### Problem
Your output must consist solely of the lines from the one containing "Question: I need the bounding box around the hand" through the end of the records, reproduced exactly.

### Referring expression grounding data
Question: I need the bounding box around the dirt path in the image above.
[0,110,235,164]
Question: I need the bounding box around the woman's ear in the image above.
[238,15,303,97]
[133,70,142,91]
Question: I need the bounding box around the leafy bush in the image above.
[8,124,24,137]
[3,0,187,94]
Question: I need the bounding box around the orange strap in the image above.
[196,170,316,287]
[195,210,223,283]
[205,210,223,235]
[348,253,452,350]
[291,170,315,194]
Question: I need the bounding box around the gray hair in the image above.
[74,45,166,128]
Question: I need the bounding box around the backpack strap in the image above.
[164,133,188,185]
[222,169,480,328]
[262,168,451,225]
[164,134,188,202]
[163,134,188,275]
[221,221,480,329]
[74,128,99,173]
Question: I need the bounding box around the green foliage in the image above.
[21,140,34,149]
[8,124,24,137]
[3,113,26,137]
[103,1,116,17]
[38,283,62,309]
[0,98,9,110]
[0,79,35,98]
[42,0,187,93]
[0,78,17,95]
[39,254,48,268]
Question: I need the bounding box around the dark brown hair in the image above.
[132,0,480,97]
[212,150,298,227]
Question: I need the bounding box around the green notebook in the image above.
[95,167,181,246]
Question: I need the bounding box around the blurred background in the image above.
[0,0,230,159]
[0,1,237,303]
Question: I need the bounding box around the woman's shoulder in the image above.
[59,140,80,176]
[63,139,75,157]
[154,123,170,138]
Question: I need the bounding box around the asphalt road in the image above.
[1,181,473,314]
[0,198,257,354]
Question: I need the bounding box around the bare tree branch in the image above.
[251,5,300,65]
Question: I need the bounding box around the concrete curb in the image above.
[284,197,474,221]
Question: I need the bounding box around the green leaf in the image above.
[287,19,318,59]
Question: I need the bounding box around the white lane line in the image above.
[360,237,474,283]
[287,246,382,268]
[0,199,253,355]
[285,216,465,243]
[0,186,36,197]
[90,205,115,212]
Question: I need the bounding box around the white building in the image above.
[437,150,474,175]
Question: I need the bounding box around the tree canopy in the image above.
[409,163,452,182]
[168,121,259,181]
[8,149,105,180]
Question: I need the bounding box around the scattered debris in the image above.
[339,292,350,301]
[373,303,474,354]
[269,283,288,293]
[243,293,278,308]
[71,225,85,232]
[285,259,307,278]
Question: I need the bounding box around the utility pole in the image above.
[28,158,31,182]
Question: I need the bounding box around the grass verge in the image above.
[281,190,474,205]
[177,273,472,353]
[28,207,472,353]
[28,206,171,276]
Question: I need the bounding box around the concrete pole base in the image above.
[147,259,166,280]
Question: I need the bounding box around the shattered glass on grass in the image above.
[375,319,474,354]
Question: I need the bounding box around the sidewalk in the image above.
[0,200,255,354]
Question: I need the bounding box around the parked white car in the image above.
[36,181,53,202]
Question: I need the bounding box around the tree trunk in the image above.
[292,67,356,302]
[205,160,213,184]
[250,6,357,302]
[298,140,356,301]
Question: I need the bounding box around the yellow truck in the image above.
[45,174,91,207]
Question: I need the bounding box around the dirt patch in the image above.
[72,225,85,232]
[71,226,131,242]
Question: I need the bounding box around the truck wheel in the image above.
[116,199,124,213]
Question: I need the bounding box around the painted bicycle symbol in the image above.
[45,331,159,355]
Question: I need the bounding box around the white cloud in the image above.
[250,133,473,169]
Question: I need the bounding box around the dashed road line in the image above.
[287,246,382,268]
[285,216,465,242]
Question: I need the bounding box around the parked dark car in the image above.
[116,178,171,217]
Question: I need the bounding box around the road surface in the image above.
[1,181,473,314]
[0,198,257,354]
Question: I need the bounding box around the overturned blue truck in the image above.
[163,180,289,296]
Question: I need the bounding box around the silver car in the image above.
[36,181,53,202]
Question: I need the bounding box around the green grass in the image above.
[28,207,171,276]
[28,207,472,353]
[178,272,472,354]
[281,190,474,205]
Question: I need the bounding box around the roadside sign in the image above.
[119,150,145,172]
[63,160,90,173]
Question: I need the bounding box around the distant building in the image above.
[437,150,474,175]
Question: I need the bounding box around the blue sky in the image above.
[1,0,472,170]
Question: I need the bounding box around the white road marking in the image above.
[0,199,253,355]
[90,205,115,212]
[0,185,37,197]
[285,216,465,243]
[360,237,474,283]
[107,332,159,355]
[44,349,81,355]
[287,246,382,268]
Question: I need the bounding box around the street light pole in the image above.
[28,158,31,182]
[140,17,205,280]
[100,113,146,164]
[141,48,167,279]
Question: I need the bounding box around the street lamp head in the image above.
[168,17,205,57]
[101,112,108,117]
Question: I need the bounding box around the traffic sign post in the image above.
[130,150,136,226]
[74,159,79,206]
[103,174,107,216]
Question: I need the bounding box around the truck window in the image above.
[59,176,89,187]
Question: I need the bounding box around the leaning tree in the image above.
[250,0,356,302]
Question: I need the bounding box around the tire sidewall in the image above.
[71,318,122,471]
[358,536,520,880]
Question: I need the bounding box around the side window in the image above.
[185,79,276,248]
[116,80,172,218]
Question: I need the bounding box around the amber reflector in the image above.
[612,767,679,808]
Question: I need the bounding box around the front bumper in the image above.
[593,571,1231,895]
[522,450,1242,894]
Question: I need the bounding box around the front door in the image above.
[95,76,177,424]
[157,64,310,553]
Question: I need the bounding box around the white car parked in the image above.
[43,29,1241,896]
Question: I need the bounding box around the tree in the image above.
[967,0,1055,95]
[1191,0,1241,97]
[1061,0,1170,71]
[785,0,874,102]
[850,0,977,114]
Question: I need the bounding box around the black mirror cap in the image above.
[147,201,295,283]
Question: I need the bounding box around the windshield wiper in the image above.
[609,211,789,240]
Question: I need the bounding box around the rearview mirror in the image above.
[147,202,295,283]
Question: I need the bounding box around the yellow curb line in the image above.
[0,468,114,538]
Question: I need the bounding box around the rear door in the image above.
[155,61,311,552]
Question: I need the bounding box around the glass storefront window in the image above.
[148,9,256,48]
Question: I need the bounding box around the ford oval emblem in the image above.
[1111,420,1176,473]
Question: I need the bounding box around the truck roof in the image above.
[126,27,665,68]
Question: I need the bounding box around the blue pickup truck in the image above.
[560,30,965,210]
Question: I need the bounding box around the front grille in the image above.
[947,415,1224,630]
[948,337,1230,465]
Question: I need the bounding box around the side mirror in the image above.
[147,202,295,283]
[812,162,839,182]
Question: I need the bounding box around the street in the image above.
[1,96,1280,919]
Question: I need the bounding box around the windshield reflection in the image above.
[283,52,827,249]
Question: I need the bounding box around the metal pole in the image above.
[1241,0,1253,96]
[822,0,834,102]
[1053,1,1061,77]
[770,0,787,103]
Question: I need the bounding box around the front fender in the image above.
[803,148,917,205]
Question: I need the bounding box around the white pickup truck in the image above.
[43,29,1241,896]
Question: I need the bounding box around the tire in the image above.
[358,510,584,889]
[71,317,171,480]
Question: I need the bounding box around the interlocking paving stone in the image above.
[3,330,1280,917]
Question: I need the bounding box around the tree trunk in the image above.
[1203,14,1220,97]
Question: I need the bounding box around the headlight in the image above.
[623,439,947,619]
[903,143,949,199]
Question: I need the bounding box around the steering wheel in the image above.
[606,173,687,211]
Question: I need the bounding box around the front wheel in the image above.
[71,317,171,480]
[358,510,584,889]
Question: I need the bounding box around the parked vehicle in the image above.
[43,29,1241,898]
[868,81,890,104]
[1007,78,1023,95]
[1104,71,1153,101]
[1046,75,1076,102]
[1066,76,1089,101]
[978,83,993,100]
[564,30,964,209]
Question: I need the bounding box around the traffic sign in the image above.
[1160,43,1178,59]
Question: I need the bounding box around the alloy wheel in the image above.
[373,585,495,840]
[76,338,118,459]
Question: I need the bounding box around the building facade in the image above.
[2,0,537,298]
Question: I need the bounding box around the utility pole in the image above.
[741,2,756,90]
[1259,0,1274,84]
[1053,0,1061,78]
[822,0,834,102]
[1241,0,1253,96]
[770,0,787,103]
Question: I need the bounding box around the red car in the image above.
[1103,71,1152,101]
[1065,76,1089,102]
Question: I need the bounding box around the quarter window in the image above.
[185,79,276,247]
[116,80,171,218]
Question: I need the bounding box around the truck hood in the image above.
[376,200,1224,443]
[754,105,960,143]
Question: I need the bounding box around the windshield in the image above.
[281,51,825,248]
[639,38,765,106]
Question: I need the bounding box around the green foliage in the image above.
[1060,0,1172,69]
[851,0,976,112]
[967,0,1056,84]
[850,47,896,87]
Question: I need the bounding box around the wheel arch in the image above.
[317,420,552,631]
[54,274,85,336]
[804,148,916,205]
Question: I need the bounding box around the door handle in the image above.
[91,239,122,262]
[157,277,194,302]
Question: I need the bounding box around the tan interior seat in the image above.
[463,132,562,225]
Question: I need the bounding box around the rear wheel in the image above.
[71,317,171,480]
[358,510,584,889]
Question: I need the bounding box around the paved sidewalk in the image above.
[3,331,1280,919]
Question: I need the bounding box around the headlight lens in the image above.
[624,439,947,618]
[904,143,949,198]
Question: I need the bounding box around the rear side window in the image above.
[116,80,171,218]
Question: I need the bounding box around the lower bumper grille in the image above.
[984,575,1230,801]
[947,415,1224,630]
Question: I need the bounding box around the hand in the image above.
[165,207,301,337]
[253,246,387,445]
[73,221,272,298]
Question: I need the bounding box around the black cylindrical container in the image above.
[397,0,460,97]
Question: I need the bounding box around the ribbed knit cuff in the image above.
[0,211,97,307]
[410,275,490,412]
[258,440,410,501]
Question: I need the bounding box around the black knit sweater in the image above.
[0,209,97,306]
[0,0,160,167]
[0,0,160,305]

### Response
Question: I need the bounding box around the hand in the image above.
[165,207,301,337]
[253,246,387,445]
[73,221,272,298]
Question: I need the bounding box around the black cylindrical container in the image above.
[397,0,460,97]
Question: I need the bounding box around the ribbed knit cuff in the image above.
[0,211,97,307]
[410,275,490,412]
[258,440,410,501]
Question: I need the bounding box around the black knit sweater in the image above.
[0,209,97,306]
[0,0,160,167]
[0,0,160,305]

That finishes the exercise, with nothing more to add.